*** Begin section ***

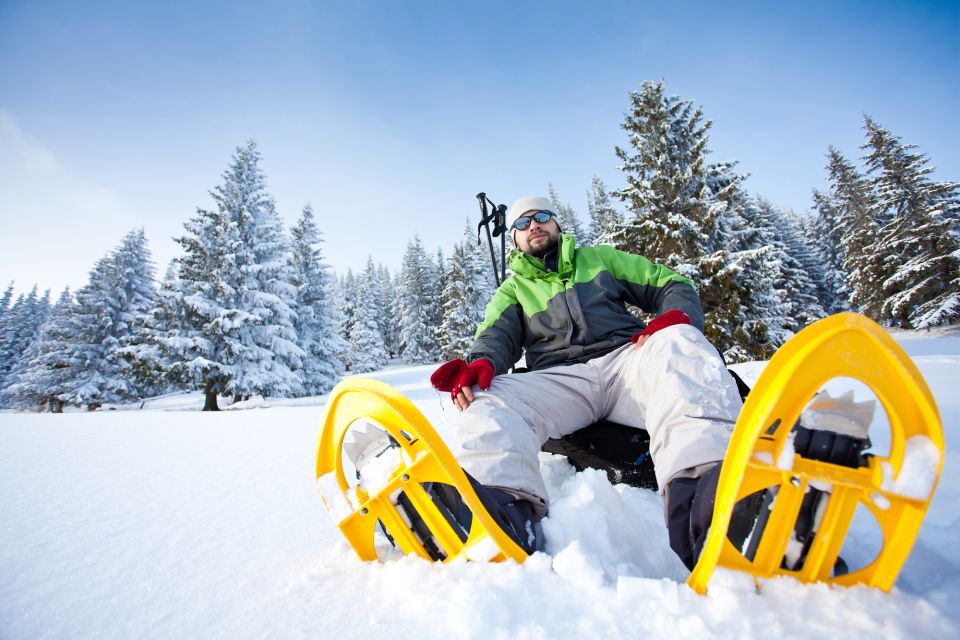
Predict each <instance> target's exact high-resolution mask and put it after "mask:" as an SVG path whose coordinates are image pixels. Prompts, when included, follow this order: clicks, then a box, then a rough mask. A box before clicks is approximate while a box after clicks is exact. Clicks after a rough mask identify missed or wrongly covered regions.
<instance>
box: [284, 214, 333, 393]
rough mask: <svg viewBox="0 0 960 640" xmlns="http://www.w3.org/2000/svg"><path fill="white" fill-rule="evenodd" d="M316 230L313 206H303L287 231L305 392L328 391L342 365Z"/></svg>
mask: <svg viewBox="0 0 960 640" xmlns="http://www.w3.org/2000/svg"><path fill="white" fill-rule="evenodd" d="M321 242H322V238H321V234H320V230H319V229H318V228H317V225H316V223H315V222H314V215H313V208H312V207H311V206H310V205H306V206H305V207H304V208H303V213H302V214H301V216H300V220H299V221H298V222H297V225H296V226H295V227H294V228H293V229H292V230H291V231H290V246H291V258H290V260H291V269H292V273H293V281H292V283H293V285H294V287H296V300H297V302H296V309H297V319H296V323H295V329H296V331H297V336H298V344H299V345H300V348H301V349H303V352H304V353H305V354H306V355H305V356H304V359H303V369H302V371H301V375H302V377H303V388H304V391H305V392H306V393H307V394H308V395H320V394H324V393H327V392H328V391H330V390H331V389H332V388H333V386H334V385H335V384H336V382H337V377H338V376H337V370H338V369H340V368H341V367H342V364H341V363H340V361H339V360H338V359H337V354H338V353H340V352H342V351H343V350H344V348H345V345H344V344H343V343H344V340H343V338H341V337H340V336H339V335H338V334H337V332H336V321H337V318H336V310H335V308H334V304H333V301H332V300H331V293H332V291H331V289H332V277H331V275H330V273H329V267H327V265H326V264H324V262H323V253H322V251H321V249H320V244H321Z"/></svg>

*** End section ***
*** Begin section ***

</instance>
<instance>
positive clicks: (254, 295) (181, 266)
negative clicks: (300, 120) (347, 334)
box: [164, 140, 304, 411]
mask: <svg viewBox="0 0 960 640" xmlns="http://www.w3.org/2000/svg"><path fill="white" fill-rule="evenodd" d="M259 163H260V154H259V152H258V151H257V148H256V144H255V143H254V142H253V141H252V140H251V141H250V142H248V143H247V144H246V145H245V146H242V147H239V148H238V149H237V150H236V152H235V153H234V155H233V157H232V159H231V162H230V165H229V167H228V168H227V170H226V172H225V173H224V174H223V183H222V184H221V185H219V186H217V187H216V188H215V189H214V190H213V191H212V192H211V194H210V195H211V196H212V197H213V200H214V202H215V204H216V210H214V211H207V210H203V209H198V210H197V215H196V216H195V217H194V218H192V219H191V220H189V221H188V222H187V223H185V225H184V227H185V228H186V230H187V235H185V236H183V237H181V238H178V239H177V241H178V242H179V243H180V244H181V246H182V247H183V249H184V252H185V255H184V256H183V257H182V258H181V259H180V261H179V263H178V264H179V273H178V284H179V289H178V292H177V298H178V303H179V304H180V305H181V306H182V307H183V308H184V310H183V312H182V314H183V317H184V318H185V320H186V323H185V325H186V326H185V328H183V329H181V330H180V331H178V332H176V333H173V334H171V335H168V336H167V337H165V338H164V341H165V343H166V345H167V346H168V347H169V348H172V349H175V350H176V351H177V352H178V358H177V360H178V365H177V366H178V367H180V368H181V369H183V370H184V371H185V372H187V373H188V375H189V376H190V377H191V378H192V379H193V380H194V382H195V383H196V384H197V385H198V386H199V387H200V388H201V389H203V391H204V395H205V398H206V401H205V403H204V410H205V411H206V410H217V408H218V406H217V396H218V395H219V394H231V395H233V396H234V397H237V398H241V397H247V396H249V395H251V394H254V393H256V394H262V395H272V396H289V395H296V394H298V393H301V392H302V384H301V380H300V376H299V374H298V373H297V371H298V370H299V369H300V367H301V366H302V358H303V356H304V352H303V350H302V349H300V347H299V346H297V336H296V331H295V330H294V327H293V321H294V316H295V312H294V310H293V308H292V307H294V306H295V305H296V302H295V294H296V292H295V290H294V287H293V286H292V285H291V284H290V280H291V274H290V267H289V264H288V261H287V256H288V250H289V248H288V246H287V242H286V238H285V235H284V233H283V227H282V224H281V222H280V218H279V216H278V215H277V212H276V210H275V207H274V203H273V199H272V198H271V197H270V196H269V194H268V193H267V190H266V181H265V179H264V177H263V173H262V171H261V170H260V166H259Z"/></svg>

*** End section ***
*** Begin section ***

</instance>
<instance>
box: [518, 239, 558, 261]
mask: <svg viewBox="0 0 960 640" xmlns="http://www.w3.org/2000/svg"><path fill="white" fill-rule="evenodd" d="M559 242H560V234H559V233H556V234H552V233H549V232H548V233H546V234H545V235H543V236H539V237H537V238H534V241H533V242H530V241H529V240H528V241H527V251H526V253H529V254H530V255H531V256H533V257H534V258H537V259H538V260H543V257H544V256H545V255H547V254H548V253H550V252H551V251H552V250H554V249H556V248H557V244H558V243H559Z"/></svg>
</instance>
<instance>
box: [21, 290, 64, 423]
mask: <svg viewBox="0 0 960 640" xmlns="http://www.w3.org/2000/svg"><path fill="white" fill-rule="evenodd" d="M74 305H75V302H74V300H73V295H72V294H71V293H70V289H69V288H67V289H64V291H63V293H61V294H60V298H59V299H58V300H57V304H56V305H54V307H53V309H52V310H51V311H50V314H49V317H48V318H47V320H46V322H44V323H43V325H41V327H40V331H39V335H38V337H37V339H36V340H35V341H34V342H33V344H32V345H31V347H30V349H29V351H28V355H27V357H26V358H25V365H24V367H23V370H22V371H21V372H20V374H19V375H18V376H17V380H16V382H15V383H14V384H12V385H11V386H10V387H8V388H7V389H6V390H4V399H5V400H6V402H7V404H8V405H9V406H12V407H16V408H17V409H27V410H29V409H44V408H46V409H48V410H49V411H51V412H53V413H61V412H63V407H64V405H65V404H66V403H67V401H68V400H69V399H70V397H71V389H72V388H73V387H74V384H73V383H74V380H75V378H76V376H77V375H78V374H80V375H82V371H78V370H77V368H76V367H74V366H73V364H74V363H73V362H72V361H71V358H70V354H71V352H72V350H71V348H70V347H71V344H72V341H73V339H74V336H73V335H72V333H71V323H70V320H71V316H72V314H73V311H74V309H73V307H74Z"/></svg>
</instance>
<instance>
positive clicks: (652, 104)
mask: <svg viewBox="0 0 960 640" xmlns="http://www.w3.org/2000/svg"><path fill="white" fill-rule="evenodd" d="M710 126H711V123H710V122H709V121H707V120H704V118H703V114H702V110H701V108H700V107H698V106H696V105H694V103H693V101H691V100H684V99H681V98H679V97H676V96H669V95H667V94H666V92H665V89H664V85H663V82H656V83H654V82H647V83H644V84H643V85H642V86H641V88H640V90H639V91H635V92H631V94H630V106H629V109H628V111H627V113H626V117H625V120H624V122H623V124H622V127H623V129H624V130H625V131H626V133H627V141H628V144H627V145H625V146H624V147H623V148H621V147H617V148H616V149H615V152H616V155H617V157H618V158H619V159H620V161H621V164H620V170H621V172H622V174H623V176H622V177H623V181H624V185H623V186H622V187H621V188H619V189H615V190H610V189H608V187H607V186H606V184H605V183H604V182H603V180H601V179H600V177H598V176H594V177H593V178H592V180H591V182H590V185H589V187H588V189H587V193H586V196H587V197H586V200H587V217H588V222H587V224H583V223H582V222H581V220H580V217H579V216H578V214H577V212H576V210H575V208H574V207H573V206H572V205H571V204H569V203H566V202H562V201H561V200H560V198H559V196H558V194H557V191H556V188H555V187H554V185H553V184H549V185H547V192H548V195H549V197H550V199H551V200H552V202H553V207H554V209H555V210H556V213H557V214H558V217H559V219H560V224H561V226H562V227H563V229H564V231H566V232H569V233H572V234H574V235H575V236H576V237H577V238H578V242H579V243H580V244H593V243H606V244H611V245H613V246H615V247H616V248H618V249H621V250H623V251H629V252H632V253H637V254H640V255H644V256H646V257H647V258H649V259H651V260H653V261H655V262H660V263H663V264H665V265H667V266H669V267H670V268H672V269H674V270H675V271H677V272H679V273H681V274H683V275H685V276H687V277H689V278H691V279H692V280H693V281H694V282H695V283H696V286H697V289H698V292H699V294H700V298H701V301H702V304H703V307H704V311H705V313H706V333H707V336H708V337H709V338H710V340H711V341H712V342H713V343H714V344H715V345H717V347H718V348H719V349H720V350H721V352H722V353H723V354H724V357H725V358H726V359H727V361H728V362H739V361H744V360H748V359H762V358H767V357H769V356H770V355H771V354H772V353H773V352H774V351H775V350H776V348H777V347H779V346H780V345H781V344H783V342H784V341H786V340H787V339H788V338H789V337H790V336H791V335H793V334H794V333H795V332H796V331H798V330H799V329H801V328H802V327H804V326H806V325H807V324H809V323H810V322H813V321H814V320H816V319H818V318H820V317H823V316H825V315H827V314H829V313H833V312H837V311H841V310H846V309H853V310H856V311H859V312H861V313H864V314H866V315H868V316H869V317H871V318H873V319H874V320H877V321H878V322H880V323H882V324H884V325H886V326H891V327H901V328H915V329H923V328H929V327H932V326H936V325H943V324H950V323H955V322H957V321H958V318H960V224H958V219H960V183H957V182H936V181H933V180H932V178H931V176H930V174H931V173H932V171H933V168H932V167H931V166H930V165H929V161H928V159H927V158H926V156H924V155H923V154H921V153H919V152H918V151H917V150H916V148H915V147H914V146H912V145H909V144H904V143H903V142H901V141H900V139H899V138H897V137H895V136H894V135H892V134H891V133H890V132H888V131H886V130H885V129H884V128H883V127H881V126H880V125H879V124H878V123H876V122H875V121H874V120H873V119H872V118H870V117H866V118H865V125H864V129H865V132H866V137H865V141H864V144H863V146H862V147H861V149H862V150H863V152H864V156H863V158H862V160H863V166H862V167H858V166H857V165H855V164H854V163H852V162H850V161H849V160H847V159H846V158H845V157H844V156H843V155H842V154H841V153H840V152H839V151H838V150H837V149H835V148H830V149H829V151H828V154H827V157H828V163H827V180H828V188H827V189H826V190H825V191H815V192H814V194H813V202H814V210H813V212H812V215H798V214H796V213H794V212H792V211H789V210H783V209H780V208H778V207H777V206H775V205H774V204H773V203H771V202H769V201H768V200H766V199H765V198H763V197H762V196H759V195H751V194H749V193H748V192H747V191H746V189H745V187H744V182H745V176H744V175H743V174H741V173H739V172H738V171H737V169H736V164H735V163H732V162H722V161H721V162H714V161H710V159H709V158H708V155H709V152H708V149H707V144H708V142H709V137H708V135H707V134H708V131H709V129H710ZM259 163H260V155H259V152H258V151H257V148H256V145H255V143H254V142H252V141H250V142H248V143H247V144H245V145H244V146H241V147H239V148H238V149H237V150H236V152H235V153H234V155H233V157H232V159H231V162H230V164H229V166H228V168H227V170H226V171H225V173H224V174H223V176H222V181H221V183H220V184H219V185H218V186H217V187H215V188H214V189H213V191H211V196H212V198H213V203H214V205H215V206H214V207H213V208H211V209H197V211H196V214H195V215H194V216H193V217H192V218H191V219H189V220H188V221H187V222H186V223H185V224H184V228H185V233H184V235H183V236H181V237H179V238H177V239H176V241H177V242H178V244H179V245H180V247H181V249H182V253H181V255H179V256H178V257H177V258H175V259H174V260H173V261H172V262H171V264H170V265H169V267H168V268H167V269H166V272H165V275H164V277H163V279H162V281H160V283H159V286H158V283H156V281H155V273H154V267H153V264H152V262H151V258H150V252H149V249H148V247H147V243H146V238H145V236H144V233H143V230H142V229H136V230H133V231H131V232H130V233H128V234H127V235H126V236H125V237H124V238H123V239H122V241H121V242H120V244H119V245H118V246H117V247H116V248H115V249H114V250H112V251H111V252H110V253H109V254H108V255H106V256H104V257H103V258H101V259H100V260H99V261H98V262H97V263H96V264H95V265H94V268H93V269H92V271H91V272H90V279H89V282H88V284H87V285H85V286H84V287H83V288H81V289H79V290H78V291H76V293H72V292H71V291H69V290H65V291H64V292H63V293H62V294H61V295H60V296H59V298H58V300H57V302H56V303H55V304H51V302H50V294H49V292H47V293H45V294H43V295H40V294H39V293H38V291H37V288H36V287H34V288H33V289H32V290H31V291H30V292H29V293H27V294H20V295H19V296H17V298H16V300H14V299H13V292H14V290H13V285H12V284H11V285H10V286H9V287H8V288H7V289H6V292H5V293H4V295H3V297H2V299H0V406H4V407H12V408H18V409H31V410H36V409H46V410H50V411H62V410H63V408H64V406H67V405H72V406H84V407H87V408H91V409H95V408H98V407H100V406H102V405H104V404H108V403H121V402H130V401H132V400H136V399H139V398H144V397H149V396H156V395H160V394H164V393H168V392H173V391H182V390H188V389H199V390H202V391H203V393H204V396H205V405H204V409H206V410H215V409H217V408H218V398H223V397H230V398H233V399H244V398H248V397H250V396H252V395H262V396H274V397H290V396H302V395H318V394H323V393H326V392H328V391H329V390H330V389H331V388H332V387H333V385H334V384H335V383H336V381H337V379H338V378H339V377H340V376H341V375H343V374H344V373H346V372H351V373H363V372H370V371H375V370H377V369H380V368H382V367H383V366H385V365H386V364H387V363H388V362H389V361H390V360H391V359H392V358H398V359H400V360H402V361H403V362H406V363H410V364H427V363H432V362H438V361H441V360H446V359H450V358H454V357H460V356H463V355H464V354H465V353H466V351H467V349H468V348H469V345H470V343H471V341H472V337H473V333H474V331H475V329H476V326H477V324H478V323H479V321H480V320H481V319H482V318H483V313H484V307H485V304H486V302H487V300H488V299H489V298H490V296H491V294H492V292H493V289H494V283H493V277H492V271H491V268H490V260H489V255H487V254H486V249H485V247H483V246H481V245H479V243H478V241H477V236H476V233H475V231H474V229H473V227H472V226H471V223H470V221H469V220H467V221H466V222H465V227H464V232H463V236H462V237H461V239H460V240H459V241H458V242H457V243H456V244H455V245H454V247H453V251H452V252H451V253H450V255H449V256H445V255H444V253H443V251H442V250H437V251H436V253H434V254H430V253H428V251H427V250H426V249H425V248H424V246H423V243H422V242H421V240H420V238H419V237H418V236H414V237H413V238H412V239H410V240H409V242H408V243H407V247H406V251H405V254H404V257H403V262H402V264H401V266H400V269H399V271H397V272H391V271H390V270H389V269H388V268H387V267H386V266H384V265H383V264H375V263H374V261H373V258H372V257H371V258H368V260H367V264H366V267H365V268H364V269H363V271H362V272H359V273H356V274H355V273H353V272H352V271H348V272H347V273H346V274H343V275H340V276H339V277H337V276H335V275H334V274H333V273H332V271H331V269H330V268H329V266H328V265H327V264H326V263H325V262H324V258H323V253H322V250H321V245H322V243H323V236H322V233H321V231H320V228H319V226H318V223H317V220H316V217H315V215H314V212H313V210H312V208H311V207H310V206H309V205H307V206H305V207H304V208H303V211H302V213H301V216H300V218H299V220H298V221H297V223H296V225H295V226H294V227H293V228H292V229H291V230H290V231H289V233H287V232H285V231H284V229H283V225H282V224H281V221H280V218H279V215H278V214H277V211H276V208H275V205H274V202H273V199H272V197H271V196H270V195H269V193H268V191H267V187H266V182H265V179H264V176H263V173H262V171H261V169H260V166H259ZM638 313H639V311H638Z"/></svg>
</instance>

*** End section ***

▸ Task item
Tally the lines of the records that contain the word "rough" and give only that number.

▸ Answer
2